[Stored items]
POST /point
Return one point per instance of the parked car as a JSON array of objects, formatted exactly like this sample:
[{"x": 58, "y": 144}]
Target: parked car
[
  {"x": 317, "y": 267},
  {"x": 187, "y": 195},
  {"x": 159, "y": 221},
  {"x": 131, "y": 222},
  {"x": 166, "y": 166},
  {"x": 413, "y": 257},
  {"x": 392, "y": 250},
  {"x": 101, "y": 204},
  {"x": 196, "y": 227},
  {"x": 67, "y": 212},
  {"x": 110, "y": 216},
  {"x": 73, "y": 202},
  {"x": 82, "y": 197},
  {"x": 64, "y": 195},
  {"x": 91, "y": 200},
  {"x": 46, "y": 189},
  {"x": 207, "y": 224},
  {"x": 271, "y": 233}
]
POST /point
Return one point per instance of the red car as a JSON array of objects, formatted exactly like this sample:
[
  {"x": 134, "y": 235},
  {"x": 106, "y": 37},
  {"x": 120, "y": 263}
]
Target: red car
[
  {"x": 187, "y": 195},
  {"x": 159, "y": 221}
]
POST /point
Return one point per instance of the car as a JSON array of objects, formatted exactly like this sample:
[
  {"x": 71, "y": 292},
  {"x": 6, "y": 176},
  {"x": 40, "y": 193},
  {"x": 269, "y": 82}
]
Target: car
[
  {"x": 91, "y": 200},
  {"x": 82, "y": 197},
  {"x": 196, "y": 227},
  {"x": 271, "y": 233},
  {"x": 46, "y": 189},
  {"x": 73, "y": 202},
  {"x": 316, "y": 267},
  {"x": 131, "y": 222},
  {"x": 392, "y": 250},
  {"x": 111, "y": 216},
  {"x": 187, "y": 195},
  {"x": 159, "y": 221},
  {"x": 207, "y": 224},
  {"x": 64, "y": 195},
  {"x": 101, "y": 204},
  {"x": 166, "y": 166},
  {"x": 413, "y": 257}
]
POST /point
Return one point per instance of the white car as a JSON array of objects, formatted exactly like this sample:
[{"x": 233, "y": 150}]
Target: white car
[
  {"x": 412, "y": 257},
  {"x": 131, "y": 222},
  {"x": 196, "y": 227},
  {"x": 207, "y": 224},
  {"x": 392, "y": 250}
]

- [Written problem] Reproduce all of the entries word for word.

- [Result for this task]
POST /point
Return one point per instance of the parked car as a JSON array of objects, formatted exactly like this sample:
[{"x": 58, "y": 144}]
Target: parked car
[
  {"x": 317, "y": 267},
  {"x": 187, "y": 195},
  {"x": 159, "y": 221},
  {"x": 131, "y": 222},
  {"x": 166, "y": 166},
  {"x": 413, "y": 257},
  {"x": 392, "y": 250},
  {"x": 101, "y": 204},
  {"x": 196, "y": 227},
  {"x": 67, "y": 212},
  {"x": 110, "y": 216},
  {"x": 73, "y": 202},
  {"x": 82, "y": 197},
  {"x": 64, "y": 195},
  {"x": 91, "y": 200},
  {"x": 46, "y": 189},
  {"x": 207, "y": 224},
  {"x": 271, "y": 233}
]
POST /point
Return one point per instance of the red car as a JSON array of objects, formatted exactly like this sample:
[
  {"x": 134, "y": 235},
  {"x": 106, "y": 37},
  {"x": 120, "y": 263}
]
Target: red car
[
  {"x": 187, "y": 195},
  {"x": 159, "y": 221}
]
POST /point
Return one point per instance of the car as a JSON array of objects, formatted exactly like this sample:
[
  {"x": 71, "y": 292},
  {"x": 6, "y": 176},
  {"x": 40, "y": 193},
  {"x": 269, "y": 82}
]
Target: car
[
  {"x": 91, "y": 200},
  {"x": 82, "y": 197},
  {"x": 196, "y": 227},
  {"x": 271, "y": 233},
  {"x": 46, "y": 189},
  {"x": 73, "y": 202},
  {"x": 316, "y": 267},
  {"x": 131, "y": 222},
  {"x": 392, "y": 250},
  {"x": 111, "y": 216},
  {"x": 187, "y": 195},
  {"x": 159, "y": 221},
  {"x": 207, "y": 224},
  {"x": 64, "y": 195},
  {"x": 101, "y": 204},
  {"x": 166, "y": 166},
  {"x": 413, "y": 257}
]
POST /point
Return one point per instance of the white car as a JSON array of objects, formatted exactly like this sample:
[{"x": 233, "y": 150}]
Target: white car
[
  {"x": 412, "y": 257},
  {"x": 131, "y": 222},
  {"x": 196, "y": 227},
  {"x": 207, "y": 224},
  {"x": 392, "y": 250}
]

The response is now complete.